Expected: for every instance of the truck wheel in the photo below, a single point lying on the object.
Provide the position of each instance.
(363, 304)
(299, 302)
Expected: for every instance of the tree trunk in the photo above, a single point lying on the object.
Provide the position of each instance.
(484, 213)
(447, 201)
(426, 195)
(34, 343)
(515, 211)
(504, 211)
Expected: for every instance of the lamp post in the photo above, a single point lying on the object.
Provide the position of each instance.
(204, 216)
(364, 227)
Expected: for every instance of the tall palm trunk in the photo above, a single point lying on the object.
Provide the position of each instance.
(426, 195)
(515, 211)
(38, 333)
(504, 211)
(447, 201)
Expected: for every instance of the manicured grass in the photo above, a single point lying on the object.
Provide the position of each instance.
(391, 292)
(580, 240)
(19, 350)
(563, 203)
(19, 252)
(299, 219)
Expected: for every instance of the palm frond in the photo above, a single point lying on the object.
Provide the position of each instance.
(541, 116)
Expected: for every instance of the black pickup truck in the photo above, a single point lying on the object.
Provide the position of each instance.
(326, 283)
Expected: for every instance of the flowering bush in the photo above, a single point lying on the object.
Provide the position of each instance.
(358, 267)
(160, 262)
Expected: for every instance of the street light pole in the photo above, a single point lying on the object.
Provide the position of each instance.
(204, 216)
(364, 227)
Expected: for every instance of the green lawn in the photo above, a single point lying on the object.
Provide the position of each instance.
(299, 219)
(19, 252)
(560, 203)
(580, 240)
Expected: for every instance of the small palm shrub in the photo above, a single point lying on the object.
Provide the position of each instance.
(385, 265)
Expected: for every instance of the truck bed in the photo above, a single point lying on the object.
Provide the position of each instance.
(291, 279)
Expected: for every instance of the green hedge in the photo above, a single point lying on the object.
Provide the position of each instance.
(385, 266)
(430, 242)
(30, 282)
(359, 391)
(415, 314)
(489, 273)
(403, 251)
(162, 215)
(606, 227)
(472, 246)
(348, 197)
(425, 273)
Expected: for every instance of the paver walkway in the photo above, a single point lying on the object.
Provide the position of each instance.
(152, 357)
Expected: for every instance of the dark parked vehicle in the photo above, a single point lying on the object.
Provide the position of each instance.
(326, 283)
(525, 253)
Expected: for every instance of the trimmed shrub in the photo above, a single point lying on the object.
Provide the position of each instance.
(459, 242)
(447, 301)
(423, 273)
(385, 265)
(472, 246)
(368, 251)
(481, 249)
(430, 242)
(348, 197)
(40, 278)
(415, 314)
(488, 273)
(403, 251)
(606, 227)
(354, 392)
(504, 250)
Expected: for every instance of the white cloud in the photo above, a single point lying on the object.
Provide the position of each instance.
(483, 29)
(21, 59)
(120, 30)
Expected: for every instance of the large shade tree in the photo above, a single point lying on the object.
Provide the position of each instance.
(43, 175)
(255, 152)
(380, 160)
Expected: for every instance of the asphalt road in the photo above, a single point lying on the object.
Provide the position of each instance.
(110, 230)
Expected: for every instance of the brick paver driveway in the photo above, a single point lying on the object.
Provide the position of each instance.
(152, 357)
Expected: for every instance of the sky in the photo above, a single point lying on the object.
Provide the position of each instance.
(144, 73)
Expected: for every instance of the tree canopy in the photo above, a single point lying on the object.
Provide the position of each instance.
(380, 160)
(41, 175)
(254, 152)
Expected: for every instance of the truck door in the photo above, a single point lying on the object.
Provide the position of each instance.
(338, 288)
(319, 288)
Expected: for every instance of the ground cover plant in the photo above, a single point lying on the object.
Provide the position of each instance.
--------
| EXERCISE AIM |
Return the entries above exactly, each one complete.

| ANSWER FOR THE TASK |
Expected: for every instance of the truck wheel in the photo below, a single point lying on the object.
Provide the position of each instance.
(363, 304)
(299, 302)
Expected: for every instance of the tree trunk in the photo above, a single point lying on the object.
Provide the position of each instance.
(484, 213)
(447, 201)
(426, 195)
(34, 343)
(515, 211)
(504, 211)
Expected: for every instance of the lamp post in the photo above, a single point lying on the object.
Provide the position of each instance.
(204, 216)
(364, 227)
Expected: for every instance of the tall palm trunk in the photo above, a single point lying on the object.
Provide the position of each instance.
(426, 195)
(515, 211)
(38, 333)
(504, 211)
(447, 201)
Expected: for every instance of the manicured grass in the photo above, a single point lying on the object.
Provide the position of each instance.
(391, 292)
(580, 240)
(19, 350)
(563, 203)
(19, 252)
(299, 219)
Expected: for every instance of the palm frond in the photo above, a single point lying on the object.
Provide the position of each instance.
(541, 116)
Expected: for every instance of the black pickup truck in the photo above, a single point lying on the object.
Provide the position of each instance.
(326, 283)
Expected: for every instance of the flowering bush in the photo above, a single point lying on the object.
Provide the position of each instance.
(358, 267)
(160, 262)
Expected: for every instance of the street light pole in the photo above, a single point lying on the object.
Provide the position of each instance.
(204, 216)
(364, 227)
Expected: for every instance of the green lawn in the photo above, a single point lying on the object.
Provide the position of each instance.
(299, 219)
(19, 252)
(560, 203)
(580, 240)
Expected: for every instance of the small palm shrub in the photo above, a single point lying on the object.
Provide the position of each instance.
(385, 265)
Expected: for every instance of the truck bed in the photo above, a single point lying on the object.
Provide the position of each instance.
(291, 279)
Expected: for every instance of the green hedge in the photo above, a single point lying on the object.
Provide the position of each instance.
(385, 266)
(430, 242)
(30, 282)
(359, 391)
(415, 314)
(489, 273)
(403, 251)
(162, 215)
(606, 227)
(472, 246)
(348, 197)
(425, 273)
Expected: for every instance of the paver walkway in the photo above, a single point lying on the object.
Provide the position of each instance.
(152, 357)
Expected: for every instance of the dark parked vehicle in the photo above, a single point lying on the object.
Provide the position of each instance.
(326, 283)
(525, 253)
Expected: for every instance of the trimmed shrub in the photo above, a single point lying on the object.
Provide the position of each instance.
(459, 242)
(447, 301)
(423, 273)
(385, 265)
(472, 246)
(368, 251)
(481, 249)
(430, 242)
(348, 197)
(40, 278)
(415, 314)
(488, 273)
(403, 251)
(606, 227)
(354, 392)
(504, 250)
Expected: for every instance of the white cloud in the photo above, a single point lying on the object.
Provide the position of each instance.
(483, 29)
(21, 59)
(120, 30)
Expected: for every instance of the large shade tree in the photo above, a single point lying on the object.
Provide the position of each instance.
(43, 175)
(255, 152)
(380, 160)
Expected: for every instance of the asphalt road in the photo above, a single point lying on the object.
Provide the position of each instance.
(110, 230)
Expected: for every instance of the brick paver driveway in the photo above, a single point lying on the object.
Provide the position of each instance.
(152, 357)
Expected: for every instance of the sky in the photo above, a single point lying on the object.
Provide the position of each instance.
(144, 73)
Expected: for every instance of the tree canopy in the photo above, a single point lying on the object.
Provide the position of each instance.
(380, 160)
(41, 175)
(254, 152)
Expected: for every instance of the truck door in the photo above, a single point lying on the object.
Provide the position of each instance.
(338, 288)
(319, 288)
Expected: for every instance of the ground cover plant in the photo above, a single point lying on the object.
Provide the position of each instance.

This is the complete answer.